Referring expression pointing data
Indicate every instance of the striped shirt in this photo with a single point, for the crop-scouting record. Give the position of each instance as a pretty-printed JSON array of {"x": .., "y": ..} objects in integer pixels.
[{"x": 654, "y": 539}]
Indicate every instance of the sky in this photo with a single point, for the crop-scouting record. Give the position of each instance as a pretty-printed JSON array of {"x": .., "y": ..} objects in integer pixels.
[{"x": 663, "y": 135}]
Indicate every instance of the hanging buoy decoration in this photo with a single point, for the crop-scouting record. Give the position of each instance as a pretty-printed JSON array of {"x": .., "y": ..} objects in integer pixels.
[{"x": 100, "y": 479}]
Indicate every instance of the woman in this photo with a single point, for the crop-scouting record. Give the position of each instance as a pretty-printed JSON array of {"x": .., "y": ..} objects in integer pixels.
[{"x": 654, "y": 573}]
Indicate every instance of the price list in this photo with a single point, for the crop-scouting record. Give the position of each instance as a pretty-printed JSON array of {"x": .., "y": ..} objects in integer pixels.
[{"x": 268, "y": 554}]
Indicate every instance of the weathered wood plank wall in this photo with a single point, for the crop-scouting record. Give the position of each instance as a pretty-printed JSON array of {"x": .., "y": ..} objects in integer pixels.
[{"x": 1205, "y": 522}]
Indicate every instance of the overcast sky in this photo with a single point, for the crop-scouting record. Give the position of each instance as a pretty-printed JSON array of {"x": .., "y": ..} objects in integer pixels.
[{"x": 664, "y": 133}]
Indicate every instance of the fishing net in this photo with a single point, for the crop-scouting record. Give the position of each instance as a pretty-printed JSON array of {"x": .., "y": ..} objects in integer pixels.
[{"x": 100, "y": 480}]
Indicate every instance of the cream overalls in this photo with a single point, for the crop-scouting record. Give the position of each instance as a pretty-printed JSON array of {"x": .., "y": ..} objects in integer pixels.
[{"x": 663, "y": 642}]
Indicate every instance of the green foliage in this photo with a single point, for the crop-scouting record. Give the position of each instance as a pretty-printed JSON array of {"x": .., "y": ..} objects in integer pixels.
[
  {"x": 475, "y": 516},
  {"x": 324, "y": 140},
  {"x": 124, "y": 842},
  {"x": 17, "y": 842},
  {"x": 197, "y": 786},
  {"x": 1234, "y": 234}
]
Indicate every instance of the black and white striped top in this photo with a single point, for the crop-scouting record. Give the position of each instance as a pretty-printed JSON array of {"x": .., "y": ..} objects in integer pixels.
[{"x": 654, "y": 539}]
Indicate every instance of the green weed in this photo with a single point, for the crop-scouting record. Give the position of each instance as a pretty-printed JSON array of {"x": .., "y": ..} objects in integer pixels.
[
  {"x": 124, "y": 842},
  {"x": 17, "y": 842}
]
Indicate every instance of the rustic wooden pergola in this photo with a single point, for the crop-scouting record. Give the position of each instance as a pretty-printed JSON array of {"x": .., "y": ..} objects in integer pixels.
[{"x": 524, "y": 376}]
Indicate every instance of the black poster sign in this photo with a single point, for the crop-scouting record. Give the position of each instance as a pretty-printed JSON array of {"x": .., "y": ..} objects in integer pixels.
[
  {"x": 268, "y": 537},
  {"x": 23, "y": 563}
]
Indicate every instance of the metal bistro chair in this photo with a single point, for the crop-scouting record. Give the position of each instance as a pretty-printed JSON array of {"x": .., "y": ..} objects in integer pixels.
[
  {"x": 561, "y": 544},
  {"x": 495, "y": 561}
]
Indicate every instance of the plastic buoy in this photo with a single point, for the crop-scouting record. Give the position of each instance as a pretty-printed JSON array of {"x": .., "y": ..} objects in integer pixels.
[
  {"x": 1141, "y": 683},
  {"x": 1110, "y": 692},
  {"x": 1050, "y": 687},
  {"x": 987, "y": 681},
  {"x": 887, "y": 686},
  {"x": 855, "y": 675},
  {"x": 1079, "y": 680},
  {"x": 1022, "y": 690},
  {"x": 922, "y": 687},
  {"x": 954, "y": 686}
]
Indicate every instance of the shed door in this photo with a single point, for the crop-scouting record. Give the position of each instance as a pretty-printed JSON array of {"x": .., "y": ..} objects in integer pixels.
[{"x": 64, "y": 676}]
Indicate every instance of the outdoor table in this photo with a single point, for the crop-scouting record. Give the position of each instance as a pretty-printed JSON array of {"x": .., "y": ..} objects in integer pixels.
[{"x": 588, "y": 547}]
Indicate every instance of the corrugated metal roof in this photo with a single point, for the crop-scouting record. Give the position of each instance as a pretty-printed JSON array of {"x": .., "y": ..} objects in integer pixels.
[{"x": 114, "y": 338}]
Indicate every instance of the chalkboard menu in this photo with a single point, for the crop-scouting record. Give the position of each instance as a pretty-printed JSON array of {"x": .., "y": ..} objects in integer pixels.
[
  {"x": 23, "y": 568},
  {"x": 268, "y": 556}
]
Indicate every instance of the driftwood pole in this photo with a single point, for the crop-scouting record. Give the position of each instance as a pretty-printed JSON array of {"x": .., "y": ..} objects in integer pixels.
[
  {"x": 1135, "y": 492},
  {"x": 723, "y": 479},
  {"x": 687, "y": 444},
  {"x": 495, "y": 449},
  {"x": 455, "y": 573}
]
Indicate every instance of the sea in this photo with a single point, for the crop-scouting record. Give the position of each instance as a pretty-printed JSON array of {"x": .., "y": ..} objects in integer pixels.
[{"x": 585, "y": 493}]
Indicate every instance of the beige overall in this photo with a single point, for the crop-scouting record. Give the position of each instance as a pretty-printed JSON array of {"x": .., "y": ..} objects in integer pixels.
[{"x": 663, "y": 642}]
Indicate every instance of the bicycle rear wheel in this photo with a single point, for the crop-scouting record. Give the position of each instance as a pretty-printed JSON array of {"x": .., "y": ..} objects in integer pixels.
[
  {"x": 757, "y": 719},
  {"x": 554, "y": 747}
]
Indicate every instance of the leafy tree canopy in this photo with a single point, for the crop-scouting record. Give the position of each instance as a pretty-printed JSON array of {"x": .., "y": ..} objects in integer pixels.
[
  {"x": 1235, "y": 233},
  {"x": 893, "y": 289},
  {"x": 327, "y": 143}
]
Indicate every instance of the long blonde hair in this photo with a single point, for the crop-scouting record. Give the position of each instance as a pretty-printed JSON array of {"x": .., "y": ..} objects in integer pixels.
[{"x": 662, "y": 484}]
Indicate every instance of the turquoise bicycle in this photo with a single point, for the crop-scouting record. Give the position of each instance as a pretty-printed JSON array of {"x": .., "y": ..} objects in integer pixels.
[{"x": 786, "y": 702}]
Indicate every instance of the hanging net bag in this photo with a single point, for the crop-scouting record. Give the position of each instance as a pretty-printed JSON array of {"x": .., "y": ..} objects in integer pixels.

* Task to complete: The lines to return run from the one containing "Indicate every instance of the bicycle" through the last line of the records above. Give them exactly and include nothing more.

* Answer space:
Indicate every instance of the bicycle rear wheel in this photo with a single point, for the crop-scouting record. Give the position of each instance as a pretty-printed JSON array of {"x": .., "y": ..} objects in integer pixels.
[
  {"x": 757, "y": 719},
  {"x": 554, "y": 747}
]
Indicate every instance of the leafy tree canopy in this photo with a single point, for the crop-scouting record. Give the position of each instance as a pretty-printed JSON array of {"x": .., "y": ..} objects in integer pixels.
[
  {"x": 1235, "y": 233},
  {"x": 893, "y": 289},
  {"x": 327, "y": 143}
]
Indicate every instance of the long blonde hair in this photo with a single point, for the crop-scouting record. Give the position of each instance as a pretty-printed JSON array of {"x": .., "y": ..} objects in integer pixels.
[{"x": 662, "y": 484}]
Indicate every instance of the turquoise bicycle in this photo with a single point, for the crop-scouting record. Give the position of each instance as a pretty-printed JSON array of {"x": .., "y": ..} objects in integer pixels.
[{"x": 786, "y": 702}]
Indicate every instance of the hanging net bag in this photo with a single point, for the crop-scouting record. Give the position of each instance as a pretty-printed JSON array of {"x": .., "y": ..} objects in integer pixels.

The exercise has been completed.